[Provided records]
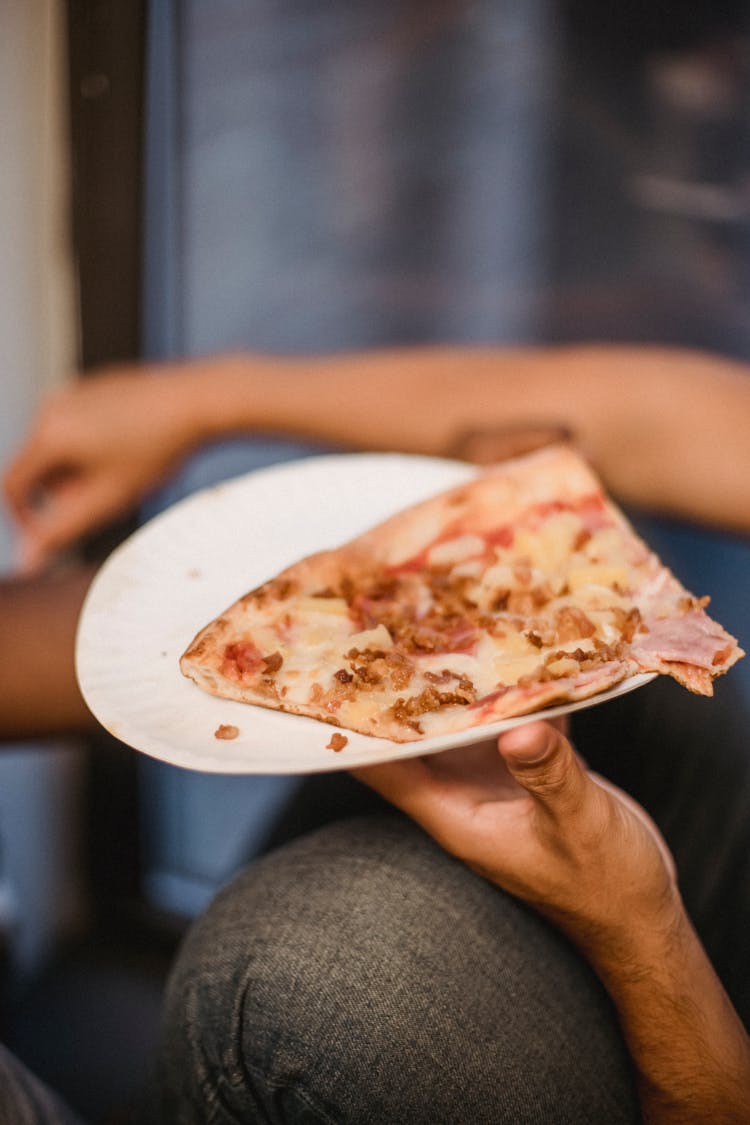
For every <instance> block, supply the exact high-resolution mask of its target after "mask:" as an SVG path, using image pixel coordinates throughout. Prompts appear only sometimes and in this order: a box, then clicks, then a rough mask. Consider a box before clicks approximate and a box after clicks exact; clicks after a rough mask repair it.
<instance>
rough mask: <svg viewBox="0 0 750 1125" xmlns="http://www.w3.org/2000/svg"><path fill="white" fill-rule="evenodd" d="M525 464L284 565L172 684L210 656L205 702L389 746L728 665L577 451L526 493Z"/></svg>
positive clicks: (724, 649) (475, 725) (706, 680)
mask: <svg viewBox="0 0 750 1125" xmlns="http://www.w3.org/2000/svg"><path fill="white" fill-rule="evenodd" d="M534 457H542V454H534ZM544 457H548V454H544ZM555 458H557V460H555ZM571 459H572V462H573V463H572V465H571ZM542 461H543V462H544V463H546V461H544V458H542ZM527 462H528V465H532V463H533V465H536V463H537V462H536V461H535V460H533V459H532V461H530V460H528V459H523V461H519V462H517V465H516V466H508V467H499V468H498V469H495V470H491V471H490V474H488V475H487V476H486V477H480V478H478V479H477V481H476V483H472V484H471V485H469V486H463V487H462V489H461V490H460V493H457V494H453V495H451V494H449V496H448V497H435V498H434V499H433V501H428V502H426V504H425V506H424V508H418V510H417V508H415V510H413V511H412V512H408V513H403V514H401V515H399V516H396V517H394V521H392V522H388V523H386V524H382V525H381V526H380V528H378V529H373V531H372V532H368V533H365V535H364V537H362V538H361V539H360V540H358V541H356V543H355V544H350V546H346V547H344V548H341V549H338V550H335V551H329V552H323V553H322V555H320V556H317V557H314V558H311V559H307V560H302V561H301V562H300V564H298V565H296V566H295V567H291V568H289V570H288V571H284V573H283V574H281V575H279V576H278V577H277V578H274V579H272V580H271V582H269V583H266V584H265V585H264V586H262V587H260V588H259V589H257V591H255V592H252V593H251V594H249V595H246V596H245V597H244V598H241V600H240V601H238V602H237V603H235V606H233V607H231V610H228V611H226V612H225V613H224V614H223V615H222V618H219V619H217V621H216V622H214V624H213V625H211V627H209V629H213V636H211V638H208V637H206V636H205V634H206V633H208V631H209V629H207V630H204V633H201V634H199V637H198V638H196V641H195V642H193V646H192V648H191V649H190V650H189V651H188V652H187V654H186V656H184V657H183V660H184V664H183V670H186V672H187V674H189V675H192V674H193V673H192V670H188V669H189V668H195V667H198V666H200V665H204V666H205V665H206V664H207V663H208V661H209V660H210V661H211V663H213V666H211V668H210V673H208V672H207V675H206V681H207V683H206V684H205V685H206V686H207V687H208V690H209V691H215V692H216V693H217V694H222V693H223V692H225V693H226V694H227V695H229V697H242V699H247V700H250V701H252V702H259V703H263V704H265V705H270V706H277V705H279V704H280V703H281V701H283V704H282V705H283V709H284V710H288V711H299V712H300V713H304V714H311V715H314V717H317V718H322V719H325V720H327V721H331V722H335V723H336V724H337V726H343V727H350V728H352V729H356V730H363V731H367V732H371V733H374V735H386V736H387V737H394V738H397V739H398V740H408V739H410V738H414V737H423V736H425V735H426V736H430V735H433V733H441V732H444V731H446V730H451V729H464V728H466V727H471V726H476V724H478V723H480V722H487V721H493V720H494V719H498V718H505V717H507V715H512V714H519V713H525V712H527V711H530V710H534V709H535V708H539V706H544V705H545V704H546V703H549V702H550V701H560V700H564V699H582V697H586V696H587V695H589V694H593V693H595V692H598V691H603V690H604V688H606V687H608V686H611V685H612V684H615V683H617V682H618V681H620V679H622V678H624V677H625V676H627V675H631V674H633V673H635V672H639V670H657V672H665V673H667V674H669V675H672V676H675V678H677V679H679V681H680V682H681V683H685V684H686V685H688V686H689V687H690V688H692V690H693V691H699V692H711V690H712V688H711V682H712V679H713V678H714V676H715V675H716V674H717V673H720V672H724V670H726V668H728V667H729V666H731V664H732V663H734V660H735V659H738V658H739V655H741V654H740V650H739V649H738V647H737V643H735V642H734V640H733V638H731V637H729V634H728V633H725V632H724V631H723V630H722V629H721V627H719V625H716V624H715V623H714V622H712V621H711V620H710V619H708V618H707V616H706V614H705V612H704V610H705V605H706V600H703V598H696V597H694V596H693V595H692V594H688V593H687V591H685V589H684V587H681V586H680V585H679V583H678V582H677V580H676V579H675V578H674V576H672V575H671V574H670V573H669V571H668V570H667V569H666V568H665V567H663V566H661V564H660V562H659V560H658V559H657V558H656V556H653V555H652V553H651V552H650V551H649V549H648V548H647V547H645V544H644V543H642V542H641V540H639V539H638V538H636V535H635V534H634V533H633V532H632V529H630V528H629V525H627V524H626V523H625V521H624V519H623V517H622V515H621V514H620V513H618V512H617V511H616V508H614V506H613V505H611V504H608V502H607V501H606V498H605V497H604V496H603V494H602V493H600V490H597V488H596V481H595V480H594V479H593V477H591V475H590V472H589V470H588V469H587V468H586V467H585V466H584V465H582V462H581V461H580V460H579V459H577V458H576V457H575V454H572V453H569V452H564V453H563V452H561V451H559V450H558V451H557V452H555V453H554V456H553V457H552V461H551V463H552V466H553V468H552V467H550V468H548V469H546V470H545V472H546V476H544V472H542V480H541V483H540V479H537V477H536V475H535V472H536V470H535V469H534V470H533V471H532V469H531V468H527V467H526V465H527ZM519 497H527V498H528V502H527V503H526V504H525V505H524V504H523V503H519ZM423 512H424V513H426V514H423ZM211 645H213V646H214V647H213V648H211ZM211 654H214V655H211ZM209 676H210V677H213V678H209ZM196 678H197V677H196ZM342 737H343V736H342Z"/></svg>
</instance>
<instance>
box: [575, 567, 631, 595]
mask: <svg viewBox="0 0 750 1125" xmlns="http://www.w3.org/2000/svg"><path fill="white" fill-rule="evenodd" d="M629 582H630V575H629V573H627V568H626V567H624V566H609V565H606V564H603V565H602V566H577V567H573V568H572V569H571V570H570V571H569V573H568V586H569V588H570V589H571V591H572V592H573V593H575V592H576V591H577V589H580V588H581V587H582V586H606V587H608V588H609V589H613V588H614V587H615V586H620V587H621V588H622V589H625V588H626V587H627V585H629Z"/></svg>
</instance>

[What the task asks] Whenever the word "clicks" appears in a line above, copy that line.

[Task solution]
For every <instance> block, supply the exact high-resolution mask of its target after "mask:" as an SVG path, using image pixel coordinates throughout. Prompts appear only sometimes and in this order: a box, then clicks, then a rough mask. Consider a box before clicks approximate and a box after clicks exact; clicks after a rough mask repair it.
positive clicks: (724, 649) (475, 725) (706, 680)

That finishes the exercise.